- **Exercise details**
Present the data once more in exactly its original form.
━━━━━━━━━━
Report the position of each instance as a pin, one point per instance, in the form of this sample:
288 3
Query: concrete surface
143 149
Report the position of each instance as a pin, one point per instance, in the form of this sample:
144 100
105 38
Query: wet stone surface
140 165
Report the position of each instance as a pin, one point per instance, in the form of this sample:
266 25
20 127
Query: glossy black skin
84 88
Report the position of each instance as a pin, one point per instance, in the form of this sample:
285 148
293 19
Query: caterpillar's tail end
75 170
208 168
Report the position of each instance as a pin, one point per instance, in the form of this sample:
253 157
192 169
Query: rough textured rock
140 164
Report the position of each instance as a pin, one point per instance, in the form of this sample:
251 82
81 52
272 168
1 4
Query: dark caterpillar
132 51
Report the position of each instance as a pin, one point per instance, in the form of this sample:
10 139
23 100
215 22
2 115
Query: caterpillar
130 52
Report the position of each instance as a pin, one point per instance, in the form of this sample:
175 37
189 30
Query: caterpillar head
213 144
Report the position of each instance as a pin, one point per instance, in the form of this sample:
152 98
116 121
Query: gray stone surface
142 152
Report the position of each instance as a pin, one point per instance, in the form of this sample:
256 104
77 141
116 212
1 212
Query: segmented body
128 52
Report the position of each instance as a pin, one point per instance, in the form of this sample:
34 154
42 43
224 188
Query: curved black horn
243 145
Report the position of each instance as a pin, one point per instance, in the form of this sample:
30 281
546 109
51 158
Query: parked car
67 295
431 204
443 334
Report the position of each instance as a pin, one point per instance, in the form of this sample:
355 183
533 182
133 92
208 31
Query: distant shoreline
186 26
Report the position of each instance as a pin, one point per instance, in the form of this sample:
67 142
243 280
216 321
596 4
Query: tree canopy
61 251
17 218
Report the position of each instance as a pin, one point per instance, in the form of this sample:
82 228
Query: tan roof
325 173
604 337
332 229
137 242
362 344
━━━━━━━━━━
- **Result below**
Report the position of each instance as a pin, one point per instance, in the form of this sample:
288 3
Query: concrete surface
143 149
Report the position of each instance as a pin, one point per instance, in the form of this sample:
144 100
105 38
Query: wet stone surface
140 165
Report the position of each instance as a pin, one point per instance, in the form of this sample:
266 25
20 127
Query: glossy black skin
84 88
Report the position of each instance as a pin, one point per instance, in the form of this sample:
285 148
293 19
Query: caterpillar's tail end
75 170
208 168
Report the position of each instance as a pin, one point per instance, in the form of this sample:
253 157
192 169
Query: rough textured rock
140 164
Report the position of each instance as a pin, one point per instance, in the form of this sample:
251 82
81 52
272 168
1 4
Query: dark caterpillar
132 51
Report the position of each instance as a pin, one point per instance, in the form of this sample:
10 139
23 100
215 22
2 115
Query: caterpillar
130 52
Report the position of each instance as a pin, one point per instance, in the form of this sample:
175 37
189 30
Query: caterpillar head
213 144
Report the position of each instance as a pin, one point per instance, in the form of this sample:
152 98
116 121
Query: gray stone surface
142 152
Report the position of each instance as a pin, one point per instance, in the form of this sample:
256 104
77 141
116 212
1 212
Query: segmented body
128 52
Report the position of each instance as a pin, one point per instance, in the form of this sample:
34 154
42 43
224 188
Query: curved black horn
243 145
Report the position of each instance as a pin, one point per instance, in the form of this sample:
30 281
546 109
51 158
Query: parked car
67 295
431 204
443 334
Report the position of each instance as a pin, one point per instance, in the form of this sample:
355 183
533 182
133 92
208 31
Query: distant shoreline
186 26
Report the position of each instance as a pin, one point per instance, in the form of this sample:
67 142
243 280
216 321
596 4
Query: tree canopy
61 251
17 218
Report the position of each instance as a pin, one point per instance, in the form of this sample:
82 228
Query: tan roof
325 173
604 337
332 229
137 242
362 344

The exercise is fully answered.